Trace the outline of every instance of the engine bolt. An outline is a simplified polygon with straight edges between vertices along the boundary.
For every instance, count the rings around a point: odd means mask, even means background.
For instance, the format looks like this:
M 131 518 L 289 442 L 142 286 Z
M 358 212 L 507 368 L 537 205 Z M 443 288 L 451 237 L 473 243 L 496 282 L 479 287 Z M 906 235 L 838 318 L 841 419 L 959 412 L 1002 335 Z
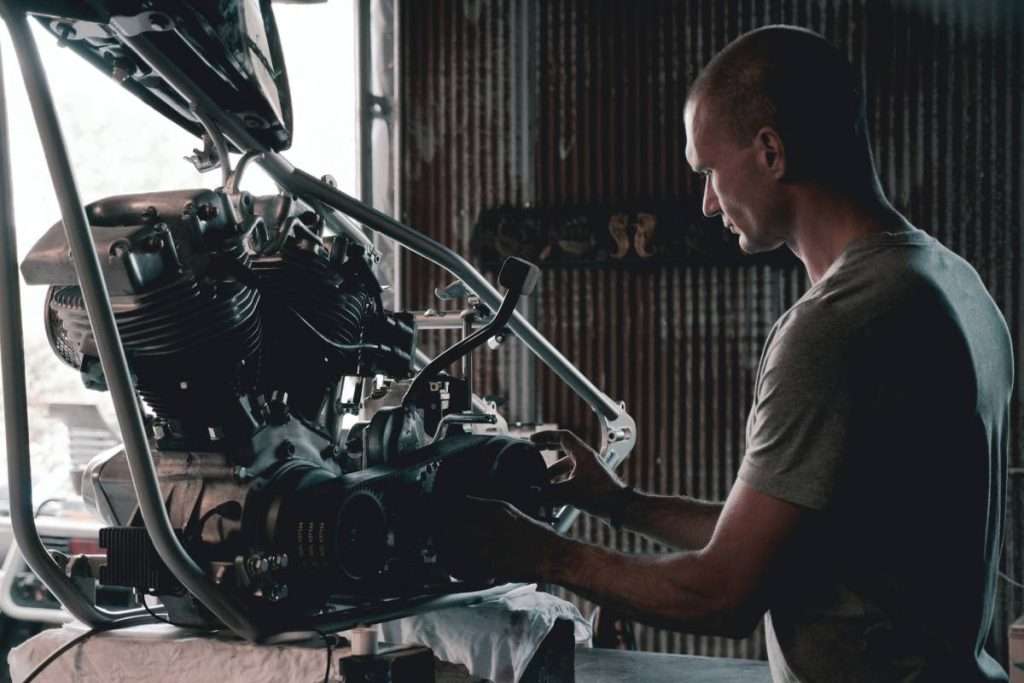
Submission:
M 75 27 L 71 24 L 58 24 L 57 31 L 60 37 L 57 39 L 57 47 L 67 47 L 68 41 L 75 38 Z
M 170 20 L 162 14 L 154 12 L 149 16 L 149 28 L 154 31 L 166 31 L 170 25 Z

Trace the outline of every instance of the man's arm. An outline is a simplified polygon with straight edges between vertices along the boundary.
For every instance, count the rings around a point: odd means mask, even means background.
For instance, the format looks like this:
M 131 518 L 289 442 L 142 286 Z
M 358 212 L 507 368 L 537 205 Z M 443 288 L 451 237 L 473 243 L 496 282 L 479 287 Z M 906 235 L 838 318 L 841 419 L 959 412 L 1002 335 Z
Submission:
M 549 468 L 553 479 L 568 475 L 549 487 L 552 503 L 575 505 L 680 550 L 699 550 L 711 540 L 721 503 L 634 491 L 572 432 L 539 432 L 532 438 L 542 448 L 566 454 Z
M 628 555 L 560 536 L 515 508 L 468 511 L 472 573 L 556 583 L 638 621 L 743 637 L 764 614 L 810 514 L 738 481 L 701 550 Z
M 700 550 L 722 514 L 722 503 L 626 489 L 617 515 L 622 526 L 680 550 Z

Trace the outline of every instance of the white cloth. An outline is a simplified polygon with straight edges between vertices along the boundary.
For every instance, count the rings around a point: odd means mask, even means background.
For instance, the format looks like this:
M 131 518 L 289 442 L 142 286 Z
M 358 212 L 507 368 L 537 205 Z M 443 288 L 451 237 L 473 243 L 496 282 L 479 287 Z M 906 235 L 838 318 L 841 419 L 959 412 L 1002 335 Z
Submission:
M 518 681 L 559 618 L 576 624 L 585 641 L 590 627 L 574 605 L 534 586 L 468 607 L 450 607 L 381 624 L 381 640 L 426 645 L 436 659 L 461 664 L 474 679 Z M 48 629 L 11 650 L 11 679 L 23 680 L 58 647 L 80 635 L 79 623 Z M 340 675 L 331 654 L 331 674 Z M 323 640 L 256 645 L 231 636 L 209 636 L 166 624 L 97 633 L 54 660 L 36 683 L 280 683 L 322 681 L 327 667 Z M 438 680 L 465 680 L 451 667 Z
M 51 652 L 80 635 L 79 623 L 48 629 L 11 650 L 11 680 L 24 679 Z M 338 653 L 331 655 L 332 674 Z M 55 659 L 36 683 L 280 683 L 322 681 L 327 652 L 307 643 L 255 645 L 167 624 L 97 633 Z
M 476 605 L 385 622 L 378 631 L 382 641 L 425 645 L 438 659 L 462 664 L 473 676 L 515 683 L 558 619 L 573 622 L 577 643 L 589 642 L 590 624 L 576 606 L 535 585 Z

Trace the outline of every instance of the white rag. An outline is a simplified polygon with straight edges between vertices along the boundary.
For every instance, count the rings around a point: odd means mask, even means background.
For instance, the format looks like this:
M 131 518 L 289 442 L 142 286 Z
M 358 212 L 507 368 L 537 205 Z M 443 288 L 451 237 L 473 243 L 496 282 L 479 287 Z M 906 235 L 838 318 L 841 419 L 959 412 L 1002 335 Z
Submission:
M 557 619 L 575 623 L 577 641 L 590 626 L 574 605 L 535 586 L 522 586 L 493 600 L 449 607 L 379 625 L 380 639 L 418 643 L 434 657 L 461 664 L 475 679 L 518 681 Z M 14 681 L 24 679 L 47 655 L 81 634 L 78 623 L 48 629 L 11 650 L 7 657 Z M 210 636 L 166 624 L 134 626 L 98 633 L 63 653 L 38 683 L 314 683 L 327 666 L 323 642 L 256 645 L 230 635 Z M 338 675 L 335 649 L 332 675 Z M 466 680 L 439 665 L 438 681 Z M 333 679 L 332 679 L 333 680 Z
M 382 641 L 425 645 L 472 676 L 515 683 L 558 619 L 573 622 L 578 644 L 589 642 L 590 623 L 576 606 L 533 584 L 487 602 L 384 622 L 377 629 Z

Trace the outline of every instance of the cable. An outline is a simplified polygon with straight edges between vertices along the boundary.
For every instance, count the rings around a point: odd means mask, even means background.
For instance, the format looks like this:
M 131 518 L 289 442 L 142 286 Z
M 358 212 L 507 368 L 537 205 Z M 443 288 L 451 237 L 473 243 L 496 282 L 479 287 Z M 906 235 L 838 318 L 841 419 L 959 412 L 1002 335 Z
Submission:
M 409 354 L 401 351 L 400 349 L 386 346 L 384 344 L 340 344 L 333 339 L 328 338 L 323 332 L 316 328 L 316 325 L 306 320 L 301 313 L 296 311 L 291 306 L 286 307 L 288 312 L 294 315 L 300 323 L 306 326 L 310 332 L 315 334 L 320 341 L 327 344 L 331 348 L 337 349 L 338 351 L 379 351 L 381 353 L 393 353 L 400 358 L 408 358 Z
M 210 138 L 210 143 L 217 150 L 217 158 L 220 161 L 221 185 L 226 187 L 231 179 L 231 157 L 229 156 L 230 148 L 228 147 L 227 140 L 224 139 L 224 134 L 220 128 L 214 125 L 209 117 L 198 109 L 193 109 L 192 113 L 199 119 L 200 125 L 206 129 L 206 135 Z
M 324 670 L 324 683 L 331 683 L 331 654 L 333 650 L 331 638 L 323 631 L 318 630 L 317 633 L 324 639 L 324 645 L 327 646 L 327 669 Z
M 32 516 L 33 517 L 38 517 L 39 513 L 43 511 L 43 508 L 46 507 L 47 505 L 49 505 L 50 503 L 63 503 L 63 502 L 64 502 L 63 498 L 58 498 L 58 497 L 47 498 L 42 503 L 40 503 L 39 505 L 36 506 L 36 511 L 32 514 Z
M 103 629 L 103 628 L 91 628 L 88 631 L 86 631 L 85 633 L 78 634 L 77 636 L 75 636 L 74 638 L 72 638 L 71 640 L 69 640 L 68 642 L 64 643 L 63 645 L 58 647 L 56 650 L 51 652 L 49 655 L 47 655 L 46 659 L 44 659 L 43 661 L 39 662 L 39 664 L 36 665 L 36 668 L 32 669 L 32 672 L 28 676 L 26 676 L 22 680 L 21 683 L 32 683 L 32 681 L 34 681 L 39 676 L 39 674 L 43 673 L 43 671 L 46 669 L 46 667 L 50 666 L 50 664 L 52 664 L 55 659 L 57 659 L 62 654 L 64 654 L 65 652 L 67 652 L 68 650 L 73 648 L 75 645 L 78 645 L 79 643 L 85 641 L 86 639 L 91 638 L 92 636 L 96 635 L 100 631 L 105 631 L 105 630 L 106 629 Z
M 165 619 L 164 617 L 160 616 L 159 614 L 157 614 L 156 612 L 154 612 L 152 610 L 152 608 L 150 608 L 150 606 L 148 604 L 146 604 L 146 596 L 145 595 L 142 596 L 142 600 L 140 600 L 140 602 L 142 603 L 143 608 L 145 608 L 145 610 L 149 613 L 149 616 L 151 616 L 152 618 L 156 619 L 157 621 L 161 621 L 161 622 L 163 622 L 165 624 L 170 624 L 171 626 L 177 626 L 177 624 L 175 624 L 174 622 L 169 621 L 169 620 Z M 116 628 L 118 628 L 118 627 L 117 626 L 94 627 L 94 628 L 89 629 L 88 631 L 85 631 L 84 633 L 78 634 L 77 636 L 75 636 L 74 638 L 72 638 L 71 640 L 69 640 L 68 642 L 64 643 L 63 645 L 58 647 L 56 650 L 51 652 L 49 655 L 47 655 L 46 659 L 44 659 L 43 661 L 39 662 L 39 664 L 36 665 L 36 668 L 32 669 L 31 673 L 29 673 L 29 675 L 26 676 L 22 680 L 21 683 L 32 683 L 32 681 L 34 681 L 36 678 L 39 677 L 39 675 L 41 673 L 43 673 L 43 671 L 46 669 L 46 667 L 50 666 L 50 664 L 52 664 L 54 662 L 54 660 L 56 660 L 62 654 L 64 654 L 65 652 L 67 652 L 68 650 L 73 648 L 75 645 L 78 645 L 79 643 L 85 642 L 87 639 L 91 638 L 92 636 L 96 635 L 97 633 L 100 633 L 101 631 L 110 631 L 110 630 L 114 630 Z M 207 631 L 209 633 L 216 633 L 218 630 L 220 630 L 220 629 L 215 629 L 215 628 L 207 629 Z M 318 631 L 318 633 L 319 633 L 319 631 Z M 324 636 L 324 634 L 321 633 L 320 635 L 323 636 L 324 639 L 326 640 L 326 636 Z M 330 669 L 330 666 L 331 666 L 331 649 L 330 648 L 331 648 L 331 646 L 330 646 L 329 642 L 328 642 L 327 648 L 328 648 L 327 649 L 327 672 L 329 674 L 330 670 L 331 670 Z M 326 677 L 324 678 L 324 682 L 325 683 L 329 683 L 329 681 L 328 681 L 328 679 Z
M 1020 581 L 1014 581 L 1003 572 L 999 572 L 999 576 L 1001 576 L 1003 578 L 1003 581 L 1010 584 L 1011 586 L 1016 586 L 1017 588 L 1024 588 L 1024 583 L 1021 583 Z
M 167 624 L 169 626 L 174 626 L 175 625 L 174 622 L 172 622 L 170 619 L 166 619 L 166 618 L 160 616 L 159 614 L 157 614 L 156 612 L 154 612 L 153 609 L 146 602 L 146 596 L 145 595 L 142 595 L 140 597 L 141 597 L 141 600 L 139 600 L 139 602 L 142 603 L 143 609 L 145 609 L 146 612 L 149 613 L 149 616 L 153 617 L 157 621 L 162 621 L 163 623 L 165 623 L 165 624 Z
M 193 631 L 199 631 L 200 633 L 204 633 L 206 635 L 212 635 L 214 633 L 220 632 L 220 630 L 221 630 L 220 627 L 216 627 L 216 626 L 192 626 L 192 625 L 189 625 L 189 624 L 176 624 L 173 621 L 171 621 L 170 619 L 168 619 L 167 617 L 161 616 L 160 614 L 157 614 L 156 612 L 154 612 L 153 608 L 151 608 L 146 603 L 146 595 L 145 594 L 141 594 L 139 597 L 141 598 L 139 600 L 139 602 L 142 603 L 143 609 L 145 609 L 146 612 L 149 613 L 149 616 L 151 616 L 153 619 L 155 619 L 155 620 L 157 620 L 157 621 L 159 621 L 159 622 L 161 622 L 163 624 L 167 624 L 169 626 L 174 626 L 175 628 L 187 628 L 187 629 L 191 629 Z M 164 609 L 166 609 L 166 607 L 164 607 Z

### What you are asked to do
Show every line above in which the word "white" appears.

### Task response
Trace the outline of every instance of the white cloth. An outline is a simplified polygon with straight edges between vertices along the boundary.
Trace the outline of every instance of the white rag. An outline is a simplified polygon with straight edges between vertices along the boundary.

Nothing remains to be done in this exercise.